>> START Task input
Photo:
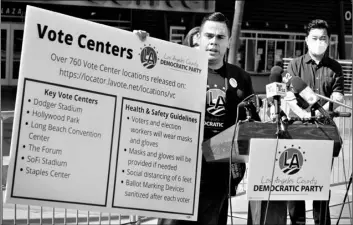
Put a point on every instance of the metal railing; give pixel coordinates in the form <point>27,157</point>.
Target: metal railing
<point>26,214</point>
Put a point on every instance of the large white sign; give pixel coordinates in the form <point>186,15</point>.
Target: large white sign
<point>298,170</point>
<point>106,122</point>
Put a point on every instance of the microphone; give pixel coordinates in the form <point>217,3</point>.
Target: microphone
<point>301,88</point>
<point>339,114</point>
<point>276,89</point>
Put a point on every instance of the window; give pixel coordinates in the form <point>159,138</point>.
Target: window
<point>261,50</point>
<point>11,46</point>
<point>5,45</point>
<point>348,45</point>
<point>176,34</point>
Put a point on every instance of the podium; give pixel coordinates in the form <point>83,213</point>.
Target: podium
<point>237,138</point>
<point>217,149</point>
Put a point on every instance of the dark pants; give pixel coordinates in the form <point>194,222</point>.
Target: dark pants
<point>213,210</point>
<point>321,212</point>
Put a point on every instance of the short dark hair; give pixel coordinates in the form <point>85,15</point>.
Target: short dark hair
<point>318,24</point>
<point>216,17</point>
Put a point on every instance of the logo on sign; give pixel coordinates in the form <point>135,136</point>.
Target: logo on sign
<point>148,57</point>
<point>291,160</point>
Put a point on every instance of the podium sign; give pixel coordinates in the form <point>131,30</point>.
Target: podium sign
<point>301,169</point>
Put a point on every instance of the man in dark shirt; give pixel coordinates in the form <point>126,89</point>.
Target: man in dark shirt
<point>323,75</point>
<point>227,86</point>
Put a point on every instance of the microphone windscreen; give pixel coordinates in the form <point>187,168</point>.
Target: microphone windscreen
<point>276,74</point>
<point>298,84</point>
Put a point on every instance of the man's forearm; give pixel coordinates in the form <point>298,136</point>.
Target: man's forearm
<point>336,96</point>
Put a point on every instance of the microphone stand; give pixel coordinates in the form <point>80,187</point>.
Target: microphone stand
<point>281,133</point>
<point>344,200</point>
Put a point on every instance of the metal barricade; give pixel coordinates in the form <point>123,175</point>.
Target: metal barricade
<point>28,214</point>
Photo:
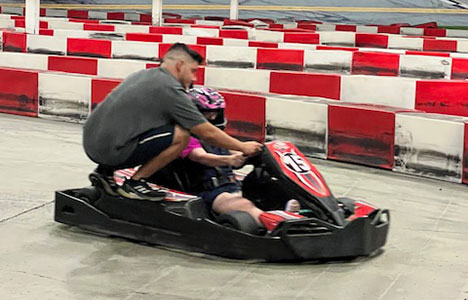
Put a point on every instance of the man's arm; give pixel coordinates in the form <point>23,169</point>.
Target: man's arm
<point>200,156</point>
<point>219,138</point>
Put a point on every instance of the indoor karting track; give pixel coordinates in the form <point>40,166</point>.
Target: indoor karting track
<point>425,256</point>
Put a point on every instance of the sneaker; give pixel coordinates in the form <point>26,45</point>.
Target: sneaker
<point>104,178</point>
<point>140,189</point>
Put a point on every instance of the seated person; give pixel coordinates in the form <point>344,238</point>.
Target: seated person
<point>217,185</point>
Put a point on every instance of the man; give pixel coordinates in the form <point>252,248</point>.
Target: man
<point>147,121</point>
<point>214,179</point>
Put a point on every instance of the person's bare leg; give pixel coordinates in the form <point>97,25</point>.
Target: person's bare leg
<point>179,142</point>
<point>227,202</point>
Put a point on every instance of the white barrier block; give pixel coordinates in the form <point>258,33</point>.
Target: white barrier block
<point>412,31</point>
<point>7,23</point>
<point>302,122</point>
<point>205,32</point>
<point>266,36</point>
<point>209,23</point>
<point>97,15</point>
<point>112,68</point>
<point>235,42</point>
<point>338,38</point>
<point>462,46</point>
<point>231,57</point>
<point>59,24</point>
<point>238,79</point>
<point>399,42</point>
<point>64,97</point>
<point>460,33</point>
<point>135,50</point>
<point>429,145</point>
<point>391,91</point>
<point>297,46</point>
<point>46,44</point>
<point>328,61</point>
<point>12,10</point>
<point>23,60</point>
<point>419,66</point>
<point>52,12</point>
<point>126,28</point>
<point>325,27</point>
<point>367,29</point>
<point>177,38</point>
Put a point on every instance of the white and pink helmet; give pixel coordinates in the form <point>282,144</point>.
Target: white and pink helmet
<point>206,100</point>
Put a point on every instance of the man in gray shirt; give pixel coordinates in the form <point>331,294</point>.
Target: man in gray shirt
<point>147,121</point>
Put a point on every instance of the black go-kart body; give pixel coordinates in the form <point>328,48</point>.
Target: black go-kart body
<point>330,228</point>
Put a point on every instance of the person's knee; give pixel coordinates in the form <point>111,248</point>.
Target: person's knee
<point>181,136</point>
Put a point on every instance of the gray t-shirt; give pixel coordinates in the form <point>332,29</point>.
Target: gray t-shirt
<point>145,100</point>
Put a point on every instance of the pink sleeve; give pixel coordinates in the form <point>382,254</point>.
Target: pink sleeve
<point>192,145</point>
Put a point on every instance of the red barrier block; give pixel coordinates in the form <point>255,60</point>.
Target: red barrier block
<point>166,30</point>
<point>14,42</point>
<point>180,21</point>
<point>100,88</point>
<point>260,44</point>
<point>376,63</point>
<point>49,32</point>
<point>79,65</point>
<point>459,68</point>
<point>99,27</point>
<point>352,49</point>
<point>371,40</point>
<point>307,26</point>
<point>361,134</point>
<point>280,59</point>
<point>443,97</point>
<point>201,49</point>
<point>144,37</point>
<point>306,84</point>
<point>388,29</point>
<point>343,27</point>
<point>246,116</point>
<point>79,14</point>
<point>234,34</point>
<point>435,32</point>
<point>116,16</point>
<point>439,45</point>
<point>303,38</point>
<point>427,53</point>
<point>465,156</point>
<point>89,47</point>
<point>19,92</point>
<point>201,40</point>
>> END Task input
Arrange every line of the records above as a Markdown table with two columns, Row and Line, giving each row a number. Omit blank lines and leave the pictures out.

▶ _Full output_:
| Row | Line |
|---|---|
| 1 | Photo: |
| 2 | Put a point on every instance of the metal railing; give pixel coordinates in the form <point>27,157</point>. |
| 3 | Target: metal railing |
| 4 | <point>26,214</point> |
| 5 | Put a point on every instance of the large white sign; give pixel coordinates in the form <point>186,15</point>. |
| 6 | Target: large white sign |
| 7 | <point>298,170</point> |
| 8 | <point>106,122</point> |
| 9 | Put a point on every instance of the microphone; give pixel coordinates in the form <point>217,3</point>. |
| 10 | Target: microphone |
| 11 | <point>301,88</point> |
| 12 | <point>339,114</point> |
| 13 | <point>276,89</point> |
| 14 | Put a point on every instance of the window; give pixel coordinates in the form <point>159,138</point>. |
| 15 | Target: window |
| 16 | <point>261,50</point> |
| 17 | <point>11,46</point> |
| 18 | <point>5,45</point> |
| 19 | <point>348,45</point> |
| 20 | <point>176,34</point> |
| 21 | Put a point on every instance of the podium; give pixel coordinates in the form <point>83,213</point>. |
| 22 | Target: podium |
| 23 | <point>237,138</point> |
| 24 | <point>217,149</point> |
| 25 | Put a point on every instance of the dark pants; give pixel coordinates in the form <point>194,222</point>. |
| 26 | Target: dark pants |
| 27 | <point>213,210</point> |
| 28 | <point>321,212</point> |
| 29 | Put a point on every instance of the short dark hair; give pixel coordinates in the form <point>85,15</point>. |
| 30 | Target: short dark hair |
| 31 | <point>318,24</point> |
| 32 | <point>216,17</point> |
| 33 | Put a point on every instance of the logo on sign; give pixel coordinates in the form <point>135,136</point>. |
| 34 | Target: logo on sign |
| 35 | <point>148,57</point> |
| 36 | <point>291,160</point> |
| 37 | Put a point on every instance of the podium sign; give pixel coordinates in the form <point>131,30</point>. |
| 38 | Target: podium sign |
| 39 | <point>301,169</point> |
| 40 | Put a point on every instance of the man in dark shirt; give pixel coordinates in the form <point>126,89</point>. |
| 41 | Target: man in dark shirt |
| 42 | <point>323,75</point> |
| 43 | <point>227,86</point> |
| 44 | Put a point on every instance of the microphone windscreen; give pixel coordinates in the form <point>187,168</point>. |
| 45 | Target: microphone windscreen |
| 46 | <point>276,74</point> |
| 47 | <point>298,84</point> |
| 48 | Put a point on every instance of the man's forearm; give pixel coordinates in the form <point>298,136</point>. |
| 49 | Target: man's forearm |
| 50 | <point>336,96</point> |
| 51 | Put a point on every instance of the microphone stand; give pixel coordinates in the form <point>80,187</point>. |
| 52 | Target: microphone stand |
| 53 | <point>281,133</point> |
| 54 | <point>344,200</point> |
| 55 | Put a point on every instance of the metal barricade; give pixel coordinates in the form <point>123,175</point>. |
| 56 | Target: metal barricade |
| 57 | <point>28,214</point> |
| 58 | Photo: |
| 59 | Put a point on every instance of the man's arm; give pixel coordinates in the form <point>23,169</point>. |
| 60 | Target: man's arm |
| 61 | <point>200,156</point> |
| 62 | <point>219,138</point> |
| 63 | Put a point on every instance of the indoor karting track; give pixel coordinates in the form <point>40,166</point>. |
| 64 | Target: indoor karting track |
| 65 | <point>425,256</point> |
| 66 | Put a point on every instance of the sneaker; give pixel coordinates in the form <point>26,45</point>. |
| 67 | Target: sneaker |
| 68 | <point>104,178</point> |
| 69 | <point>140,189</point> |
| 70 | Put a point on every instance of the seated person; give pixel coordinates in the form <point>344,238</point>. |
| 71 | Target: seated person |
| 72 | <point>217,185</point> |
| 73 | Put a point on every instance of the man; give pixel coordinates in the form <point>252,248</point>. |
| 74 | Target: man |
| 75 | <point>147,121</point> |
| 76 | <point>214,179</point> |
| 77 | Put a point on every instance of the person's bare leg; give pixel coordinates in the form <point>97,25</point>. |
| 78 | Target: person's bare leg |
| 79 | <point>179,142</point> |
| 80 | <point>227,202</point> |
| 81 | Put a point on every instance of the white barrier block; give pixel coordinates in the form <point>258,33</point>. |
| 82 | Target: white barrier block |
| 83 | <point>412,31</point> |
| 84 | <point>7,23</point> |
| 85 | <point>302,122</point> |
| 86 | <point>205,32</point> |
| 87 | <point>266,36</point> |
| 88 | <point>209,23</point> |
| 89 | <point>97,15</point> |
| 90 | <point>112,68</point> |
| 91 | <point>235,42</point> |
| 92 | <point>338,38</point> |
| 93 | <point>462,46</point> |
| 94 | <point>231,57</point> |
| 95 | <point>59,24</point> |
| 96 | <point>238,79</point> |
| 97 | <point>399,42</point> |
| 98 | <point>64,97</point> |
| 99 | <point>460,33</point> |
| 100 | <point>135,50</point> |
| 101 | <point>429,145</point> |
| 102 | <point>391,91</point> |
| 103 | <point>297,46</point> |
| 104 | <point>46,44</point> |
| 105 | <point>328,61</point> |
| 106 | <point>12,10</point> |
| 107 | <point>23,60</point> |
| 108 | <point>419,66</point> |
| 109 | <point>52,12</point> |
| 110 | <point>126,28</point> |
| 111 | <point>325,27</point> |
| 112 | <point>367,29</point> |
| 113 | <point>177,38</point> |
| 114 | Put a point on every instance of the white and pink helmet; give pixel coordinates in the form <point>282,144</point>. |
| 115 | Target: white and pink helmet |
| 116 | <point>206,100</point> |
| 117 | Put a point on every instance of the man in gray shirt; give pixel coordinates in the form <point>331,294</point>. |
| 118 | Target: man in gray shirt |
| 119 | <point>147,121</point> |
| 120 | Put a point on every instance of the black go-kart body; give pixel coordinates in the form <point>328,48</point>. |
| 121 | Target: black go-kart body |
| 122 | <point>330,228</point> |
| 123 | Put a point on every instance of the person's knee; give pixel coordinates in the form <point>111,248</point>. |
| 124 | Target: person's knee |
| 125 | <point>181,136</point> |
| 126 | Put a point on every instance of the gray t-shirt; give pixel coordinates in the form <point>332,29</point>. |
| 127 | Target: gray t-shirt |
| 128 | <point>145,100</point> |
| 129 | Put a point on every instance of the pink sleeve; give pixel coordinates in the form <point>382,254</point>. |
| 130 | Target: pink sleeve |
| 131 | <point>192,145</point> |
| 132 | Put a point on every instance of the red barrier block; give pixel coordinates in the form <point>255,60</point>. |
| 133 | Target: red barrier block |
| 134 | <point>166,30</point> |
| 135 | <point>14,42</point> |
| 136 | <point>180,21</point> |
| 137 | <point>100,88</point> |
| 138 | <point>260,44</point> |
| 139 | <point>376,63</point> |
| 140 | <point>49,32</point> |
| 141 | <point>79,65</point> |
| 142 | <point>459,68</point> |
| 143 | <point>99,27</point> |
| 144 | <point>352,49</point> |
| 145 | <point>371,40</point> |
| 146 | <point>307,26</point> |
| 147 | <point>361,134</point> |
| 148 | <point>280,59</point> |
| 149 | <point>443,97</point> |
| 150 | <point>201,49</point> |
| 151 | <point>144,37</point> |
| 152 | <point>306,84</point> |
| 153 | <point>388,29</point> |
| 154 | <point>343,27</point> |
| 155 | <point>246,116</point> |
| 156 | <point>79,14</point> |
| 157 | <point>234,34</point> |
| 158 | <point>435,32</point> |
| 159 | <point>116,16</point> |
| 160 | <point>439,45</point> |
| 161 | <point>303,38</point> |
| 162 | <point>427,53</point> |
| 163 | <point>465,156</point> |
| 164 | <point>89,47</point> |
| 165 | <point>19,92</point> |
| 166 | <point>201,40</point> |